Arrange every item below as a two-column CSV with the headers "prompt" and "response": each row gives one item's text and its answer, each in a single quoted field with line breaks replaced by spaces. Omit the pictures.
___ MATERIAL ___
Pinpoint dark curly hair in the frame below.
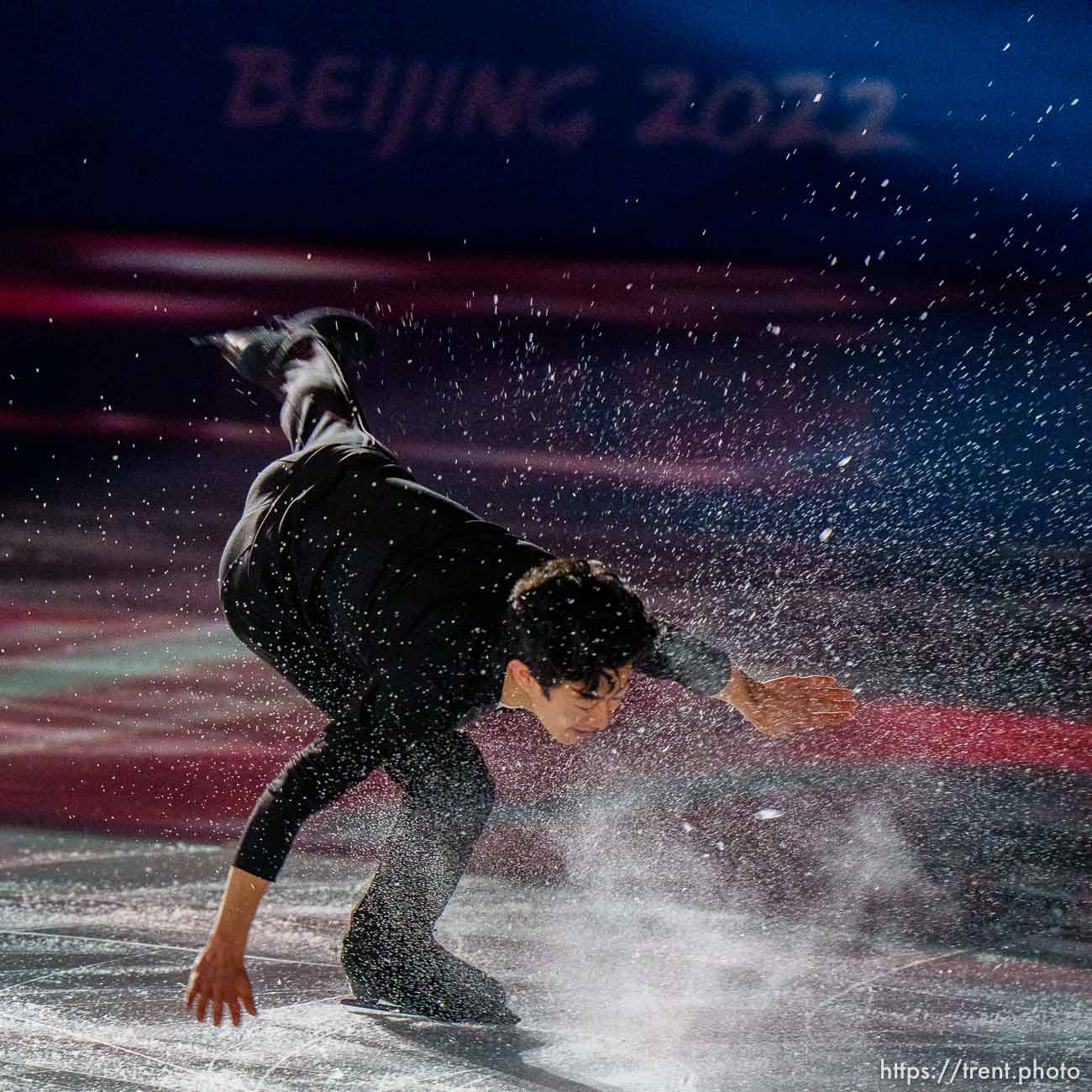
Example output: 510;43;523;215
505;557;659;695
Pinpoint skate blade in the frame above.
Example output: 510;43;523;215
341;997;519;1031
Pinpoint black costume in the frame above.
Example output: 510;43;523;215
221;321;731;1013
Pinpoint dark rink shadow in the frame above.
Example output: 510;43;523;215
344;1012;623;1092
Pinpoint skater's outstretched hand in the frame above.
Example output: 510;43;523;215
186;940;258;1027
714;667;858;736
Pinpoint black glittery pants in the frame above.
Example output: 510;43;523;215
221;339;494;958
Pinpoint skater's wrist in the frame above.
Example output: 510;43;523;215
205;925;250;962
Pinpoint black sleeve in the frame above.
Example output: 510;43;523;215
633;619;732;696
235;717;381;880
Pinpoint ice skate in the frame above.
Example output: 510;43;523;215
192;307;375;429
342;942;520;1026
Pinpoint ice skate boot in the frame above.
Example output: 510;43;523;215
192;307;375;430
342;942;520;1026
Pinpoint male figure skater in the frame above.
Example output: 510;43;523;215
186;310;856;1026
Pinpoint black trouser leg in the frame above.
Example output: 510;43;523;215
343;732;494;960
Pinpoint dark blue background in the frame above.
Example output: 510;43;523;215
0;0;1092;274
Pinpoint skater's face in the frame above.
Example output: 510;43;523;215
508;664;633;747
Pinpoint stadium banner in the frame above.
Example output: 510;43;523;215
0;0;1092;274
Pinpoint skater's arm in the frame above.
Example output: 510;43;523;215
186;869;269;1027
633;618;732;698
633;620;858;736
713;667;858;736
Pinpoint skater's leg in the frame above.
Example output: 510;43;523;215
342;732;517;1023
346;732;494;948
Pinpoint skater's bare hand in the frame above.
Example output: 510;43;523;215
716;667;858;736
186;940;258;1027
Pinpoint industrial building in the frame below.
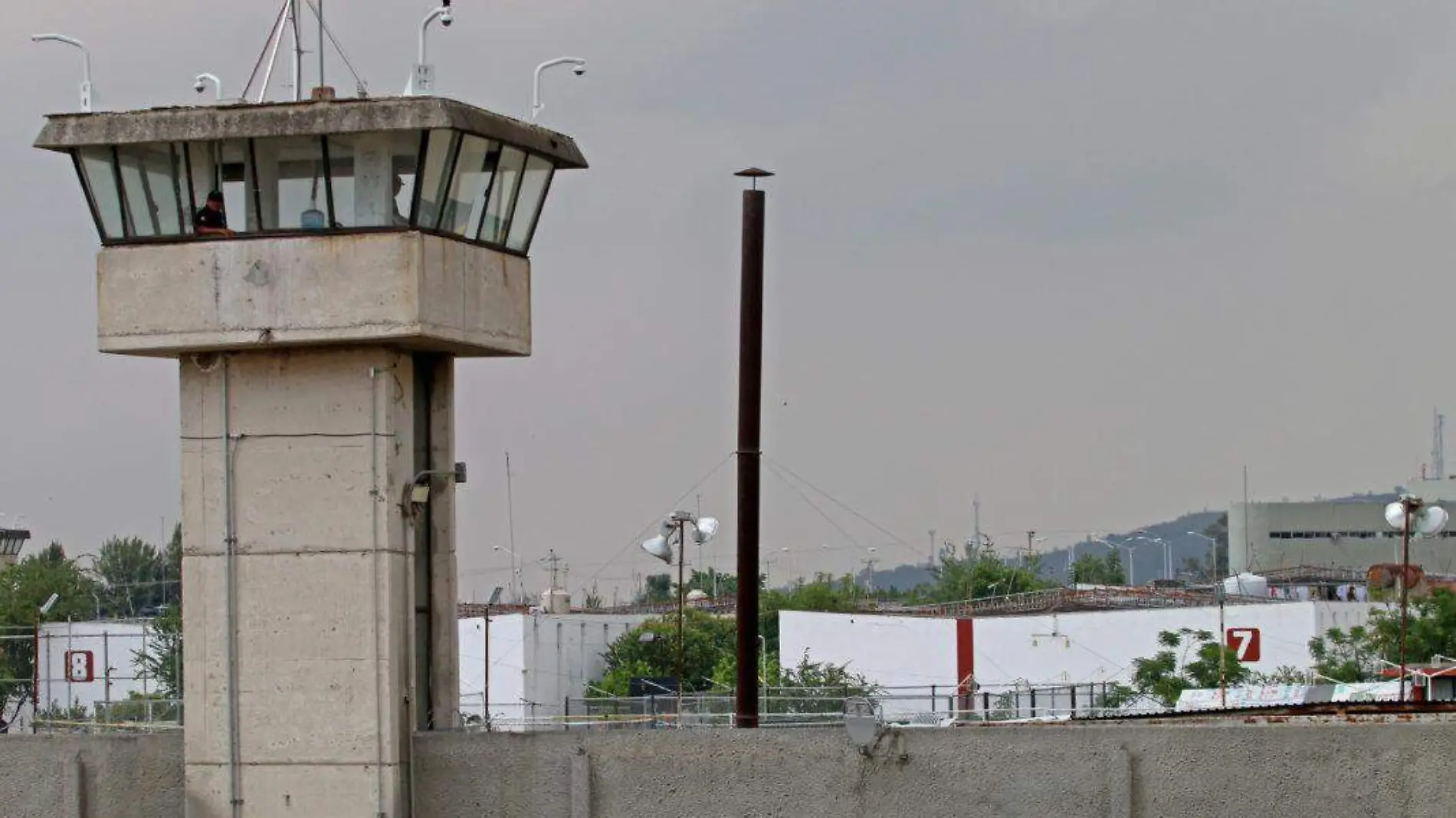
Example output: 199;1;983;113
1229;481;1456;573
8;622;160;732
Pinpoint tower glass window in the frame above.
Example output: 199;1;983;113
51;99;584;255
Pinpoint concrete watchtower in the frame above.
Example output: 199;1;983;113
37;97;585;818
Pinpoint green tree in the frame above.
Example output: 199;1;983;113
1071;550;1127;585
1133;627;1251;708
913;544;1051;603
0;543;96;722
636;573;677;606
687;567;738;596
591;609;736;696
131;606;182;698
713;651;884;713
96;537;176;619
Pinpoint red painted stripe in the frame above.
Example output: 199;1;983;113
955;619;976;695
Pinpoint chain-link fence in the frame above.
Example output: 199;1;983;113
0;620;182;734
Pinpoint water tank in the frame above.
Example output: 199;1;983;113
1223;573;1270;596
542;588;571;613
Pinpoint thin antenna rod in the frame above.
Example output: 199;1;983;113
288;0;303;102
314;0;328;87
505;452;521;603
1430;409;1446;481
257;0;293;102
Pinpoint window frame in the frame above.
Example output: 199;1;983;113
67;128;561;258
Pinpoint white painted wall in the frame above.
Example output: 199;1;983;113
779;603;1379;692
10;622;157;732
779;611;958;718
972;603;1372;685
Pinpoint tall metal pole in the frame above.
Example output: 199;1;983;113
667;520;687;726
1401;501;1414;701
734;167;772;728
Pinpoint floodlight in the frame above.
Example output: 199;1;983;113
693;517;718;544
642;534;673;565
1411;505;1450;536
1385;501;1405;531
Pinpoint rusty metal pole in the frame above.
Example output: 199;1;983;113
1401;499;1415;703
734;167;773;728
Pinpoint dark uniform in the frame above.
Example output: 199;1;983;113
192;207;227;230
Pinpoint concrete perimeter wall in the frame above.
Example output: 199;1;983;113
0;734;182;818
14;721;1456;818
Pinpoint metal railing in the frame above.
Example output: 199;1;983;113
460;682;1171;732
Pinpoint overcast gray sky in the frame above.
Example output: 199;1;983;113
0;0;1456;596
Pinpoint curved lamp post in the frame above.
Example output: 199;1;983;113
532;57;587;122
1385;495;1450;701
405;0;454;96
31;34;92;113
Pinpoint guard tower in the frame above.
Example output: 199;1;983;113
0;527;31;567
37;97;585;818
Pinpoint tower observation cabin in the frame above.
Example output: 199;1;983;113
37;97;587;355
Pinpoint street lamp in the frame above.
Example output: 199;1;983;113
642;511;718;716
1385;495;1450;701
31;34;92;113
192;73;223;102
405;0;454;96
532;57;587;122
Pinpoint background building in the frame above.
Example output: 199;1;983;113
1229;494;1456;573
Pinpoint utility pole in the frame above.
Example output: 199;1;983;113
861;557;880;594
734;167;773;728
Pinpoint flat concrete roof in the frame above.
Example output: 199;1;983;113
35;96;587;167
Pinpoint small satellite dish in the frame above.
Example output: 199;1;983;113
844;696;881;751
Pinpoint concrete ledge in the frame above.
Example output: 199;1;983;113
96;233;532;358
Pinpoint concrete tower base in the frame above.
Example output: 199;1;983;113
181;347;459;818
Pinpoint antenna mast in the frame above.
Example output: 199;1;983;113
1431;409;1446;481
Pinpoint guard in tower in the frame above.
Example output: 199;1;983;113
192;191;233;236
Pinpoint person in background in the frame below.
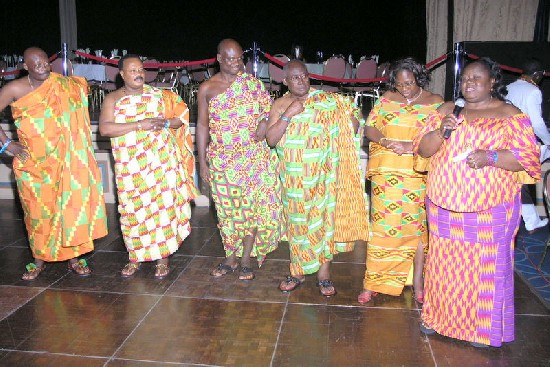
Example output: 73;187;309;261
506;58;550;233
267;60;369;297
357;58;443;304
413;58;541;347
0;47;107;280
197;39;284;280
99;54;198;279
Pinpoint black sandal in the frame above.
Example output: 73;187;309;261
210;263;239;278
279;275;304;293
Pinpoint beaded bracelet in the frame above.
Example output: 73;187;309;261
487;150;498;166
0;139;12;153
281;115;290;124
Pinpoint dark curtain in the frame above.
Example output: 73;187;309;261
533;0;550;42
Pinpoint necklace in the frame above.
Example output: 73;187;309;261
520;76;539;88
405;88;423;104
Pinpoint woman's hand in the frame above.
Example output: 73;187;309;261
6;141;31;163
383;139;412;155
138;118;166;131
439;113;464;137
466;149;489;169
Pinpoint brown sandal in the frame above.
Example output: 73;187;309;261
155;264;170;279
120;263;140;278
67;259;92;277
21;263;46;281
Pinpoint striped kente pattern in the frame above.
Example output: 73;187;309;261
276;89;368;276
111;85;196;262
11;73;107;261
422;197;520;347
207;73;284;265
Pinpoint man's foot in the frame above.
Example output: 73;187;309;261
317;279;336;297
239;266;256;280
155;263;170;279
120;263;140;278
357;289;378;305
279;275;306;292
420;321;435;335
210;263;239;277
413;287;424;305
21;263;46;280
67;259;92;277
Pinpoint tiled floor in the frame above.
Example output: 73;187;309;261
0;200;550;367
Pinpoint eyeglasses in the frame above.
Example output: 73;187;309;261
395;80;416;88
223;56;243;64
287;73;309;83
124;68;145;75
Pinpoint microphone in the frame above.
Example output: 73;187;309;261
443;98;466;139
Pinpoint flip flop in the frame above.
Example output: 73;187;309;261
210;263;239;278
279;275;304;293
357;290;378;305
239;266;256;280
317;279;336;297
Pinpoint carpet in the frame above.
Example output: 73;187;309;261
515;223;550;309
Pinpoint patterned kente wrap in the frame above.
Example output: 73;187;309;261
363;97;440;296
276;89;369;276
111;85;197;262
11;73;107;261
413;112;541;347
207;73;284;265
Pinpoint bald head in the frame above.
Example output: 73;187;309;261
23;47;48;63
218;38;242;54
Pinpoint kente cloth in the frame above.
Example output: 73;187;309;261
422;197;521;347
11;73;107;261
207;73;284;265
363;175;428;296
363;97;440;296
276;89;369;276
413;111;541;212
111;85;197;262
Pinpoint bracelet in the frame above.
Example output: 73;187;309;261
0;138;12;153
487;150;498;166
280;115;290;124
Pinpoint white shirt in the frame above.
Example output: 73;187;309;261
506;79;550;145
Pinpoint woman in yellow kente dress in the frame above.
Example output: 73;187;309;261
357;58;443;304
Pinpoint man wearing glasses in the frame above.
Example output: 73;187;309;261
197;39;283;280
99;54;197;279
___
## COMPLETE OUTPUT
prompt,response
"Pinpoint dark curly hair in the frame below. Example output: 510;43;523;215","505;557;659;695"
"Pinpoint skate blade in the frame above. Example output: 510;43;523;215","341;997;519;1031"
"Pinpoint black costume in the frame above. Example output: 510;43;523;215","221;321;731;1013"
"Pinpoint dark rink shadow in the frame above. Example output: 510;43;523;215","344;1012;623;1092"
"Pinpoint skater's outstretched hand in the frame above. Example output: 510;43;523;215","186;940;258;1027 714;667;858;736"
"Pinpoint black glittery pants in the frame above. Example output: 510;43;523;215","221;339;494;958"
"Pinpoint skater's wrist in the frame above. Example output: 510;43;523;215","205;925;250;962"
"Pinpoint black sleeve in the frame above. Example output: 510;43;523;215","633;619;732;696 235;717;381;880"
"Pinpoint ice skate in the frame above. Example output: 510;43;523;215","192;307;375;429 342;942;520;1026"
"Pinpoint ice skate boot in the frame above. Example output: 510;43;523;215","192;307;375;430 342;942;520;1026"
"Pinpoint male figure skater in the frame above. Example output: 510;43;523;215","186;310;856;1026"
"Pinpoint black trouser leg in the frame above. Example output: 510;43;523;215","343;732;494;960"
"Pinpoint dark blue background in the frame above. Example output: 510;43;523;215","0;0;1092;274"
"Pinpoint skater's face in the frame above. Example output: 510;43;523;215","508;664;633;747"
"Pinpoint stadium banner in the frame above. Example output: 510;43;523;215","0;0;1092;274"
"Pinpoint skater's arm in the frame above. Example output: 510;43;523;215","186;869;269;1027 633;618;732;698 633;620;858;736 713;667;858;736"
"Pinpoint skater's leg in the frame above. Example output: 510;43;523;215","342;732;517;1023 346;732;494;948"
"Pinpoint skater's bare hand in the frame above. Example output: 510;43;523;215","716;667;858;736 186;940;258;1027"
"Pinpoint industrial building in the frame below. Example output: 199;1;983;113","1229;481;1456;573 8;622;160;732"
"Pinpoint tower glass window in the frame above. Example output: 199;1;983;113","51;99;584;255"
"Pinpoint concrete watchtower in the frame above. Example output: 199;1;983;113","37;97;585;818"
"Pinpoint green tree in the frame above. Example output: 199;1;983;113","1071;550;1127;585 1133;627;1251;708 913;544;1051;603 0;543;96;722 636;573;677;606 687;567;738;596 591;609;736;696 131;606;182;698 713;651;884;713 96;537;176;619"
"Pinpoint red painted stripe in the frame above. Example output: 199;1;983;113","955;619;976;695"
"Pinpoint chain-link fence in the frame above. Example output: 199;1;983;113","0;620;182;734"
"Pinpoint water tank in the frame above. Example output: 199;1;983;113","1223;573;1270;596 542;588;571;613"
"Pinpoint thin antenna rod in the frame above. Example output: 199;1;983;113","288;0;303;102 314;0;328;87 505;452;521;603 1430;409;1446;481 257;0;293;102"
"Pinpoint window frame in the frame above. Example output: 199;1;983;113","67;128;561;258"
"Pinpoint white painted wall in the frame above. Example output: 199;1;983;113","779;603;1379;692 10;622;157;732 779;611;958;718 972;603;1372;685"
"Pinpoint tall metal pole in the frame above. Example output: 199;1;983;113","667;520;687;726 1401;501;1414;701 734;167;772;728"
"Pinpoint floodlight in the frame above. Example output: 199;1;983;113","693;517;718;544 642;534;673;565 1411;505;1450;536 1385;501;1405;531"
"Pinpoint rusty metal pole in the frame above. Example output: 199;1;983;113","1401;499;1415;703 734;167;773;728"
"Pinpoint dark uniform in the frame above. Example output: 199;1;983;113","192;207;227;230"
"Pinpoint concrete perimeter wall in the frame above. Example output: 199;1;983;113","0;734;182;818 14;721;1456;818"
"Pinpoint metal railing in the frame above. Example output: 199;1;983;113","460;682;1171;732"
"Pinpoint overcast gray sky in the frame above. Example output: 199;1;983;113","0;0;1456;596"
"Pinpoint curved lamp post in the frame above. Example output: 199;1;983;113","532;57;587;122 1385;495;1450;701 405;0;454;96 31;34;92;113"
"Pinpoint guard tower in the frame above. Example output: 199;1;983;113","0;527;31;567 37;97;585;818"
"Pinpoint tower observation cabin in the frame above. Example output: 199;1;983;113","37;97;587;355"
"Pinpoint street lamp in the frame above. Example output: 199;1;983;113","642;511;718;716 1385;495;1450;701 31;34;92;113 192;73;223;102 405;0;454;96 532;57;587;122"
"Pinpoint background building in the frame above. Example output: 199;1;983;113","1229;494;1456;573"
"Pinpoint utility pole in the frame above. Example output: 199;1;983;113","861;557;880;594 734;167;773;728"
"Pinpoint flat concrete roof in the frame above. Example output: 199;1;983;113","35;96;587;167"
"Pinpoint small satellite dish in the frame above. Example output: 199;1;983;113","844;696;881;751"
"Pinpoint concrete ledge in the frame above. Example output: 199;1;983;113","96;233;532;358"
"Pinpoint concrete tower base in the frame above. Example output: 199;1;983;113","181;347;459;818"
"Pinpoint antenna mast in the frame above. Example output: 199;1;983;113","1431;409;1446;481"
"Pinpoint guard in tower in the frame above. Example output: 199;1;983;113","192;191;233;236"
"Pinpoint person in background in the frame below. Example output: 73;187;309;261","506;58;550;233 267;60;369;297 357;58;443;304 413;58;541;347 0;47;107;280 197;39;284;280 99;54;198;279"
"Pinpoint black sandal in the frame above. Example output: 73;187;309;261","210;263;239;278 279;275;304;293"
"Pinpoint beaded bracelet in the frame above. Example output: 73;187;309;261","487;150;498;166 0;139;12;153 281;115;290;124"
"Pinpoint dark curtain in the frame above. Example output: 73;187;309;261","533;0;550;42"
"Pinpoint necklace in the frame above. Example output: 73;187;309;261","520;76;539;88 405;88;423;104"
"Pinpoint woman's hand in the frame above. Example output: 73;187;309;261","6;141;31;163 383;139;412;155 138;118;166;131 439;113;464;137 466;149;489;169"
"Pinpoint brown sandal in the frame above. Example output: 73;187;309;261","155;264;170;279 120;263;140;278 67;259;92;277 21;263;46;281"
"Pinpoint striped kente pattern in the frame above. Example output: 73;187;309;261","276;89;368;276 111;85;196;262 11;73;107;261 422;197;520;347 207;73;284;265"
"Pinpoint man's foot in the frame above. Example output: 73;187;309;261","317;279;336;297 239;266;256;280 155;263;170;279 120;263;140;278 357;289;378;305 279;275;306;292 420;321;435;335 210;263;239;277 413;287;424;305 21;263;46;280 67;259;92;277"
"Pinpoint tiled floor in the frame above. Example output: 73;187;309;261","0;200;550;367"
"Pinpoint eyeglasses in the frame above. Example output: 73;187;309;261","395;80;416;88 223;56;243;64 287;73;309;83 124;68;145;75"
"Pinpoint microphone in the frame above. Example output: 73;187;309;261","443;98;466;139"
"Pinpoint flip flop in the frame above. Example output: 73;187;309;261","210;263;239;278 279;275;304;293 357;290;378;305 239;266;256;280 317;279;336;297"
"Pinpoint carpet in the frame above. Example output: 73;187;309;261","515;223;550;309"
"Pinpoint patterned kente wrap in the frame above. Example output: 73;187;309;261","363;97;440;296 276;89;369;276 111;85;197;262 11;73;107;261 413;112;541;347 207;73;284;265"
"Pinpoint bald head in the frame above. Example output: 73;187;309;261","23;47;48;63 218;38;242;54"
"Pinpoint kente cloth in the frame above. Example output: 73;187;309;261","422;197;521;347 11;73;107;261 207;73;284;265 363;175;428;296 363;97;440;296 276;89;369;276 413;111;541;212 111;85;197;262"
"Pinpoint bracelet in the frame above. Example output: 73;187;309;261","0;138;12;153 487;150;498;166 280;115;290;124"
"Pinpoint white shirt in the frame above. Example output: 73;187;309;261","506;79;550;145"
"Pinpoint woman in yellow kente dress in the frame above. Example output: 73;187;309;261","357;58;443;304"
"Pinpoint man wearing glasses in the frame above. Example output: 73;187;309;261","197;39;283;280 99;54;197;279"